» **Location identification entries**:

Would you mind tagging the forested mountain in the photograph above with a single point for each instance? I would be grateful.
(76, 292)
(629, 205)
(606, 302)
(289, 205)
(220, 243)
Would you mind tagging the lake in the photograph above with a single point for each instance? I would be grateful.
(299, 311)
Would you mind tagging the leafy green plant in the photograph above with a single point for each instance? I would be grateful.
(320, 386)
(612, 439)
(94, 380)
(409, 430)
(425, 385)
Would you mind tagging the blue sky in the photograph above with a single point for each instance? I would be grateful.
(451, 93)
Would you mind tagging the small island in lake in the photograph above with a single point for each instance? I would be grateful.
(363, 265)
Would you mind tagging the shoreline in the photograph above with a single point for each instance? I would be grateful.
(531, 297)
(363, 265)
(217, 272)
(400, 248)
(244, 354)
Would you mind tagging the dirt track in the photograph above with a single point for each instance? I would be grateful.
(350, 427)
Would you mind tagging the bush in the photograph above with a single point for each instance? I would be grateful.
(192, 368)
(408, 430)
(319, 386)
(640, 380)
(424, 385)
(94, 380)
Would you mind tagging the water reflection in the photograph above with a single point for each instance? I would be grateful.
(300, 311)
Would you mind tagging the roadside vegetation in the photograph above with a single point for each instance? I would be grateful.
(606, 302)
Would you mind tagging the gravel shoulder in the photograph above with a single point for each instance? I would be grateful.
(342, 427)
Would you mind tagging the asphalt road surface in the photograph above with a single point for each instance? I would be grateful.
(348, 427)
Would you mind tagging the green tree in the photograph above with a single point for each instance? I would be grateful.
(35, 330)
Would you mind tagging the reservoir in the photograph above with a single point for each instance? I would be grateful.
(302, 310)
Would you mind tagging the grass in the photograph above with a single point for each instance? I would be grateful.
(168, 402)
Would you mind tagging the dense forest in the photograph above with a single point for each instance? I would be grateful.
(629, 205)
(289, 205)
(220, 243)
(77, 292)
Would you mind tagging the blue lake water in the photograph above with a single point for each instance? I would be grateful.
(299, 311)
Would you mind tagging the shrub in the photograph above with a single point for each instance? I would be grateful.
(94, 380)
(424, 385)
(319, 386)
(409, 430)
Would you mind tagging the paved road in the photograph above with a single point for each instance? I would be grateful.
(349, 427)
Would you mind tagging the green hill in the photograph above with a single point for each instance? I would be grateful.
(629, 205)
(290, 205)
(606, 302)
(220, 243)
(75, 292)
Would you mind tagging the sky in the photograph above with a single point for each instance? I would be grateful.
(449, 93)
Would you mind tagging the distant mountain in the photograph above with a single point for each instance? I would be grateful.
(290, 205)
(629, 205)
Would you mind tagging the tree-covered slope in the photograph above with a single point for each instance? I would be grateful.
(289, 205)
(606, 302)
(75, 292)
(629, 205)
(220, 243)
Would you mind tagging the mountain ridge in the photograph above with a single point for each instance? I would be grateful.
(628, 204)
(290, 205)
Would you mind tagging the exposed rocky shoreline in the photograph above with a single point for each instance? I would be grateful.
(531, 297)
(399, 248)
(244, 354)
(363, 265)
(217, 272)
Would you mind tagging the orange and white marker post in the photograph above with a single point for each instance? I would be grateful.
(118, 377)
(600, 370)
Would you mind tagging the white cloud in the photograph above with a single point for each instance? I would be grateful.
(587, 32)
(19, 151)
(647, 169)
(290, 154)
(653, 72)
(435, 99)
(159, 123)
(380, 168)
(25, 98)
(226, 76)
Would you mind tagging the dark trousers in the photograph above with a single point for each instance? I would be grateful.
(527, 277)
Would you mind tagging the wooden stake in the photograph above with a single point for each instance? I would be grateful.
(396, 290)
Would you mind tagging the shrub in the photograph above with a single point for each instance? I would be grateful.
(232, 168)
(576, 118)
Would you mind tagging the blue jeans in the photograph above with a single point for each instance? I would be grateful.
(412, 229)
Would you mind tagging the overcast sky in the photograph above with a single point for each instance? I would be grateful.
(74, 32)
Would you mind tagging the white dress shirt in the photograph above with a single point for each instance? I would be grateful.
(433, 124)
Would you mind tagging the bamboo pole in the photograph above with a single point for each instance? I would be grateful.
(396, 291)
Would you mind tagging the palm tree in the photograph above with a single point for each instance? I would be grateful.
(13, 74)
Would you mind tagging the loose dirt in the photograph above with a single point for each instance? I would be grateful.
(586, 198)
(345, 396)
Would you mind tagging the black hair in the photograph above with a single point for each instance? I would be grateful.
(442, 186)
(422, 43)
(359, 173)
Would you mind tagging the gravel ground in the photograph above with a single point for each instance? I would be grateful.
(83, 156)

» **REQUIREMENT**:
Your task is to quote all of the data word for word.

» **COMPLETE ANSWER**:
Would you mind tagging the forested mountain in the photograph above with a single point for each instance? I would be grateful.
(76, 292)
(629, 205)
(606, 302)
(289, 205)
(220, 243)
Would you mind tagging the lake in the photograph above with a single point for each instance? I would be grateful.
(299, 311)
Would you mind tagging the leafy green plant in the photograph above with a single point for each instance? I would be grateful.
(320, 386)
(612, 439)
(94, 380)
(409, 430)
(425, 385)
Would you mind tagging the blue sky in the photograph above with a single point for each instance? I would be grateful.
(451, 93)
Would you mind tagging the small island in lake in the photograph above with a single point for each instance? I would be grateful.
(363, 265)
Would you mind tagging the shoreline in the photograph above with a single point for each instance? I would be grateful.
(531, 297)
(363, 265)
(217, 272)
(400, 248)
(244, 354)
Would you mind tagging the dirt track in the photograph above with a single point for each instance? I would be grateful.
(350, 427)
Would you mind tagging the bush in the photograph above with a single point for each instance? I would be grateful.
(192, 368)
(408, 430)
(319, 386)
(640, 380)
(424, 385)
(94, 380)
Would you mind tagging the water reflection in the photograph above with a single point for each instance? I would be grateful.
(300, 311)
Would you mind tagging the roadside vegetation in the photograph above with a single point for each instance? I would be grateful.
(606, 302)
Would you mind tagging the gravel shoulder in the photograph above with a single point for each instance? I would be grateful.
(342, 427)
Would you mind tagging the asphalt road surface in the photograph above with a single point for each instance? I would be grateful.
(348, 427)
Would you mind tagging the green tree in the photograph above with a single point for each instance? I would be grateful.
(35, 330)
Would you mind tagging the reservoir in the photograph above with a single point for each instance? I would be grateful.
(302, 310)
Would you mind tagging the grass in the photograph above with a single point for each instance? I would be grateful.
(168, 402)
Would you mind tagging the dense forest in the photograph above with a single point for each instance? I would be grateful.
(629, 205)
(289, 205)
(220, 243)
(77, 292)
Would you mind tagging the blue lake water in the photograph above with a single point for each instance? I would be grateful.
(299, 311)
Would you mind tagging the shrub in the photograph above with a single point for each instance? I would be grateful.
(94, 380)
(424, 385)
(319, 386)
(409, 430)
Would you mind tagging the paved road in the photograph above with a single point for each instance? I would be grateful.
(349, 427)
Would you mind tagging the green hill in the photograph above with a single point for each instance? I would be grateful.
(629, 205)
(290, 205)
(606, 302)
(220, 243)
(75, 292)
Would you mind tagging the sky in the photograph above with a single point for each instance? I would be grateful.
(449, 93)
Would you mind tagging the distant mountain in the photograph above with a single point for each instance? I would be grateful.
(290, 205)
(629, 205)
Would you mind tagging the tree-covered slope in the photograph above with a single point for each instance? I would be grateful.
(289, 205)
(606, 302)
(75, 292)
(629, 205)
(220, 243)
Would you mind tagging the mountain ridge in the photograph above with a single point for each instance? I would be grateful.
(628, 204)
(290, 205)
Would you mind tagging the exposed rocky shoreline in the photograph above with a single point for each instance? I would be grateful.
(531, 297)
(399, 248)
(244, 354)
(363, 265)
(217, 272)
Would you mind tagging the orange and white marker post in the photograph above with a single point for each instance? I would be grateful.
(118, 377)
(600, 370)
Would you mind tagging the white cloud in the photograph above with a single point for each instance? I would be grateful.
(587, 32)
(19, 151)
(647, 169)
(290, 154)
(653, 72)
(435, 99)
(159, 123)
(380, 168)
(25, 98)
(226, 76)
Would you mind tagging the dark trousers in the photograph above with a single point for each instance? I would be grateful.
(527, 277)
Would you mind tagging the wooden stake in the photograph above with a single point for each instance? I would be grateful.
(396, 290)
Would you mind tagging the shrub in the photograph above with a single point for each instance? I would be grateful.
(232, 168)
(576, 118)
Would you mind tagging the blue jeans in the photograph above with a single point for each instance? I would be grateful.
(412, 229)
Would you mind tagging the overcast sky in the photograph above with a single point for each instance? I would be grateful.
(74, 32)
Would you mind tagging the white dress shirt in the photograph above with a single point for each instance? I would be grateful.
(433, 124)
Would you mind tagging the bamboo pole in the photograph above with a single point for each instance? I would be grateful.
(396, 291)
Would you mind tagging the palm tree in the photograph above with a single point for each instance? I would be grateful.
(13, 74)
Would you mind tagging the loose dirt in the photograph above with a single point for each instance? I would be grateful.
(586, 198)
(345, 396)
Would you mind tagging the black hair in the photograph above with a single point for each instance? I would be grateful.
(442, 186)
(422, 43)
(359, 173)
Would you mind tagging the gravel ground in the photograph above with a single point for each instance? I would be grateful.
(83, 156)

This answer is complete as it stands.